## Text segment
● ● ●

Bernazard missed out on the Chicago White Sox divisional pennant run of 1983 when he was traded to the Mariners for second baseman Julio Cruz on June 15 of that year. The speedier Cruz helped spur the Sox to win the division by 20 games.

In 1984 with the Indians, he went through an 0-for-44 stretch at the plate, tying a major league hitless streak for non-pitchers in the last 50 years. He hit only .221 that year. He rebounded to have two productive seasons with the Indians, batting .274 in 1985 and a career-high .301 in 1986, while also hitting 17 home runs. Inexplicably, Topps pictured Bernazard as an American League All Star in its 1987 set (card number 607) though Bernazard was not named to the American League All Star Team in 1986 or any other season.

From 1988 to 1990, he played for the Nankai/Fukuoka Daiei Hawks (now the Fukuoka Softbank Hawks) in the Japanese Pacific League. After a brief major league comeback in 1991 with the Tigers, in which he went 2-for-12 in six games, his career was over.

● ● ●

## Work request A
Translate this sentence from the passage on Bernazard's baseball career into Spanish: "From 1988 to 1990, he played for the Nankai/Fukuoka Daiei Hawks (now the Fukuoka Softbank Hawks) in the Japanese Pacific League."
## Work request B
Please write a continuation of the passage on Bernazard's baseball career, picking up after its final sentence.
The records have nothing to do with the passage about Bernazard.

[Saved data entries]
● ● ●

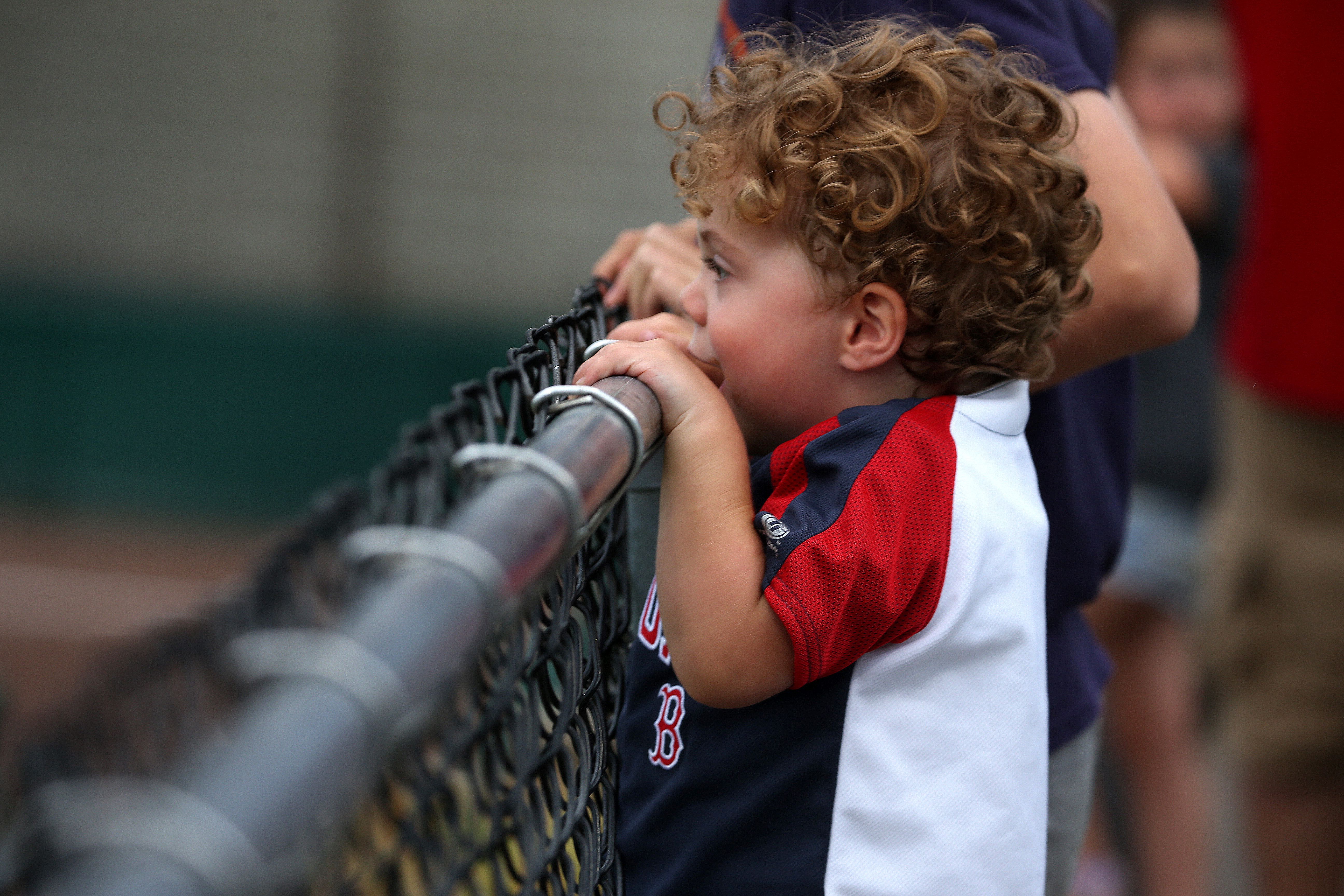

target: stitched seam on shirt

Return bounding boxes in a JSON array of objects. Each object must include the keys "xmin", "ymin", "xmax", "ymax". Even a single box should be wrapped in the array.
[{"xmin": 957, "ymin": 411, "xmax": 1027, "ymax": 439}]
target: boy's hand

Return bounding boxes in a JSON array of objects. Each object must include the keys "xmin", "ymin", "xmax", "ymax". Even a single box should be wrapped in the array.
[
  {"xmin": 609, "ymin": 312, "xmax": 723, "ymax": 386},
  {"xmin": 574, "ymin": 336, "xmax": 794, "ymax": 709},
  {"xmin": 574, "ymin": 338, "xmax": 737, "ymax": 439}
]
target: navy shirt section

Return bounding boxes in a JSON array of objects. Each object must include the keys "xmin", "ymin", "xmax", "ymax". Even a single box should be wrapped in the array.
[
  {"xmin": 617, "ymin": 653, "xmax": 852, "ymax": 896},
  {"xmin": 729, "ymin": 0, "xmax": 1116, "ymax": 93},
  {"xmin": 719, "ymin": 0, "xmax": 1134, "ymax": 750}
]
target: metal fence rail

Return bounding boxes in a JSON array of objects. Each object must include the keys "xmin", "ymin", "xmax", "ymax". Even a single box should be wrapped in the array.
[{"xmin": 0, "ymin": 286, "xmax": 660, "ymax": 896}]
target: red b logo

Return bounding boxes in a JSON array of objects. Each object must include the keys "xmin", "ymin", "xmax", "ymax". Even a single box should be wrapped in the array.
[{"xmin": 649, "ymin": 685, "xmax": 685, "ymax": 768}]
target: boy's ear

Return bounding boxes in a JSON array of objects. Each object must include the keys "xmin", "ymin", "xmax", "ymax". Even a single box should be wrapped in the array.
[{"xmin": 840, "ymin": 283, "xmax": 906, "ymax": 371}]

● ● ●

## Final answer A
De 1988 a 1990, jugó para los Nankai/Fukuoka Daiei Hawks (ahora los Fukuoka Softbank Hawks) en la Liga del Pacífico de Japón.

## Final answer B
==Front office career==
Bernazard became the vice president of development for the New York Mets in December 2004 after serving as a special assistant to general manager Omar Minaya.

During the 2004 off-season, then-free agent first baseman Carlos Delgado was offended when Bernazard—a fellow Puerto Rican—attempted to gain an advantage in wooing Delgado to the Mets by utilizing what Delgado termed "street Spanish." Delgado was heavily critical in public of the Mets negotiating tactics. He reportedly referred to Bernazard as "the highest-paid translator on the planet" after meeting him and Minaya for a face-to-face negotiating session at baseball's Winter Meetings. Bernazard, who was known for his flamboyant antics around the Mets offices and Shea Stadium, downplayed the incident.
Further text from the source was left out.